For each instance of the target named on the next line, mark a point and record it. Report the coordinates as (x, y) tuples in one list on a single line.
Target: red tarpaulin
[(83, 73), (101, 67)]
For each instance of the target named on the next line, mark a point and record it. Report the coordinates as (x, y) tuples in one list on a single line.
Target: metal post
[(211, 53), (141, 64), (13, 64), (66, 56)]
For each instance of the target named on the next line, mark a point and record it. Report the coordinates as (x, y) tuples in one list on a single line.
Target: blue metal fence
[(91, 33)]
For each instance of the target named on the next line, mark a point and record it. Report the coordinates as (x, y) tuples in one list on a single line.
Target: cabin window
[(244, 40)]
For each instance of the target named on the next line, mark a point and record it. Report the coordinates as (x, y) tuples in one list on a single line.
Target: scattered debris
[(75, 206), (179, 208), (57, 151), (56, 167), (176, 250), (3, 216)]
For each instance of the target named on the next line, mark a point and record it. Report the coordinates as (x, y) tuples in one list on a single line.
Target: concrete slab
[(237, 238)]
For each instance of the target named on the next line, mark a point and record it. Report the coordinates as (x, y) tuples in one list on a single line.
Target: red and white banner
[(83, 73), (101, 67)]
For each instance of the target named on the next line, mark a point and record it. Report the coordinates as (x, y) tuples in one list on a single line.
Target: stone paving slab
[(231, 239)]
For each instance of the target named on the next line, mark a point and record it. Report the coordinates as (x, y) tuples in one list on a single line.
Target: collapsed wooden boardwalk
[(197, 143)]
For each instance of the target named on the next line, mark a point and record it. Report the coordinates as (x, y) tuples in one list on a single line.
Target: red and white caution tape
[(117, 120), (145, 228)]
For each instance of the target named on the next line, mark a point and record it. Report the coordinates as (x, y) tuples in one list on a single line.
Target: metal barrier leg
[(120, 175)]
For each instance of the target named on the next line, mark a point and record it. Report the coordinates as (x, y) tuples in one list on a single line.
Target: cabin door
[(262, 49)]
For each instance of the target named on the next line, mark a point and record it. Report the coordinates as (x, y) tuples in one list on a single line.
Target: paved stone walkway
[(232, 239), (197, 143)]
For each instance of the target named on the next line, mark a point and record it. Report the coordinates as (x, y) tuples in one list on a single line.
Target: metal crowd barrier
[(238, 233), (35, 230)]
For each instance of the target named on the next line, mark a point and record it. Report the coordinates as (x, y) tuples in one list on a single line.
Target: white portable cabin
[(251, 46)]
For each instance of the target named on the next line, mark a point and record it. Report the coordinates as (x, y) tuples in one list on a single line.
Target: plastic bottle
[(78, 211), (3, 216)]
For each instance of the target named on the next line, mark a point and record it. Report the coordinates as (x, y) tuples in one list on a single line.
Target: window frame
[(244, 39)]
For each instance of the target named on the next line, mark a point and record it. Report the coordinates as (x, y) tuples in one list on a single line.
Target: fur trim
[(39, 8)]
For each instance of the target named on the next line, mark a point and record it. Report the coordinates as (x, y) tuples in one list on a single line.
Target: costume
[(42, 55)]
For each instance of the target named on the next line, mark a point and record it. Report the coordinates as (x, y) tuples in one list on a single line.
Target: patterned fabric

▸ To be done: How many of the lines above contain the word "stone"? Reply with the number alone.

▸ Response for this exercise: 2